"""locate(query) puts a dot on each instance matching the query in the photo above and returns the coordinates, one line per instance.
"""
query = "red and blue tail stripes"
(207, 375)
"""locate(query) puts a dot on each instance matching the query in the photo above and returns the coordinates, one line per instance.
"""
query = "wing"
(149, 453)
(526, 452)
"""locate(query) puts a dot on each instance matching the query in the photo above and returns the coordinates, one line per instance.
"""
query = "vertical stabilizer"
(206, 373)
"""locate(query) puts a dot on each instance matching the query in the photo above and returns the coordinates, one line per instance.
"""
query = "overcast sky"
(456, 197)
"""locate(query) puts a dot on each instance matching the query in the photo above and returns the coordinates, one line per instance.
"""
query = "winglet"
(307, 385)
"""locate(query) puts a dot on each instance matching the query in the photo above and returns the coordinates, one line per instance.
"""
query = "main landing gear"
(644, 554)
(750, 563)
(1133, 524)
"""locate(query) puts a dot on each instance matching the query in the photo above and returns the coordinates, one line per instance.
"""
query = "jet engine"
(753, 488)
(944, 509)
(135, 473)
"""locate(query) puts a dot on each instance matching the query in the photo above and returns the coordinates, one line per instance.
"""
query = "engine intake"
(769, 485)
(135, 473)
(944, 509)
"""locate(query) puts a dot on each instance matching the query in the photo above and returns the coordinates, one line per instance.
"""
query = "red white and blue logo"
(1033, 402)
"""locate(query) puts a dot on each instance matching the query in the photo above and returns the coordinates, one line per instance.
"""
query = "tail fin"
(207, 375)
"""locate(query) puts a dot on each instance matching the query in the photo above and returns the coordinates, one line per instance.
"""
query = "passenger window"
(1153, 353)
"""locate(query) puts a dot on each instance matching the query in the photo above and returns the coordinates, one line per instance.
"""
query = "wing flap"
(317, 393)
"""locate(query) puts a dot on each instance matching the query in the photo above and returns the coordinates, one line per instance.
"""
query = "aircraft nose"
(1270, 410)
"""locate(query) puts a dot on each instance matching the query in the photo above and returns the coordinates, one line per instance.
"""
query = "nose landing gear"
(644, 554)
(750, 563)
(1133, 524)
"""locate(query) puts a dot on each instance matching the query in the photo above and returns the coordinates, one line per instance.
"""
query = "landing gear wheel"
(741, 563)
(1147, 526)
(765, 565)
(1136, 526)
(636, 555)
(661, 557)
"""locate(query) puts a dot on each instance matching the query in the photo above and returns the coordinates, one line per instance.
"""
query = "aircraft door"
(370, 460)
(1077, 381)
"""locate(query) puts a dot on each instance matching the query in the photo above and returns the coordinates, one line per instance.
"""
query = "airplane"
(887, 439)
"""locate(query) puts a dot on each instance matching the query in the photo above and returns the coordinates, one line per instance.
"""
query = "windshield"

******************************

[Action item]:
Could you retype every record above exactly as given?

[Problem solution]:
"""locate(query) puts a dot on each instance matching the query in the photo above and returns the coordinates, one line per instance.
"""
query = "red and blue tail stripes"
(207, 375)
"""locate(query) puts a dot on each instance matching the query in the photo above and returns the coordinates, one line per instance.
"""
query = "wing"
(149, 453)
(526, 452)
"""locate(query) puts a dot on each instance matching the query in the photo above and returns the coordinates, one line per instance.
"""
query = "vertical stabilizer"
(206, 373)
"""locate(query) puts a dot on each instance matching the query in the photo above and returns the coordinates, one line per instance.
"""
query = "overcast sky"
(456, 197)
"""locate(query) puts a dot on each instance matching the query in the photo above and returns the coordinates, one line per instance.
"""
query = "winglet"
(307, 385)
"""locate(query) puts a dot on each instance matching the query in the photo above and returns the coordinates, one line per instance.
"""
query = "main landing gear"
(644, 554)
(750, 563)
(1133, 524)
"""locate(query) puts a dot on each instance matching the query in the photo above and returns the coordinates, one line per instance.
"""
query = "jet engine"
(753, 488)
(944, 509)
(135, 473)
"""locate(query) puts a dot on each instance matching the query in the photo above and returns the coordinates, one line per instance.
"""
query = "engine intake"
(769, 485)
(135, 473)
(944, 509)
"""locate(query) puts a dot on each instance matching the query in the photo above and returns the coordinates, one line per instance.
"""
query = "red white and blue logo"
(1033, 402)
"""locate(query) puts a dot on each instance matching the query in the photo above and returns the coordinates, one line per instance.
"""
query = "tail fin"
(207, 375)
"""locate(query) puts a dot on each instance matching the query in the photo above and returns the coordinates, one line per instance.
"""
query = "passenger window"
(1153, 353)
"""locate(query) puts a dot on each instance matching the query in the photo above and returns the coordinates, one line per instance.
"""
query = "wing flap"
(317, 393)
"""locate(query) puts a dot on each instance matching the query in the photo above and returns the coordinates, one line per instance.
"""
query = "aircraft nose"
(1270, 410)
"""locate(query) puts a dot on each instance matching the query in the photo above and returns the coordinates, one line per instance.
"""
query = "nose landing gear"
(644, 554)
(750, 563)
(1133, 524)
"""locate(query) puts a dot on each instance matching the query in the photo above and returns the coordinates, one line per instance.
"""
query = "landing gear wheel"
(741, 563)
(1147, 526)
(765, 565)
(1136, 526)
(636, 555)
(661, 557)
"""locate(query) puts a dot on each instance matching the query in the photo above and returns the coordinates, one line per instance.
"""
query = "aircraft door"
(370, 460)
(1077, 381)
"""locate(query) puts a dot on each instance matching the query in the photo above and returns the coordinates, one line per instance.
"""
query = "airplane"
(887, 439)
"""locate(query) puts a dot on each instance matching the query in the photo above and returns the coordinates, one line per instance.
"""
query = "windshield"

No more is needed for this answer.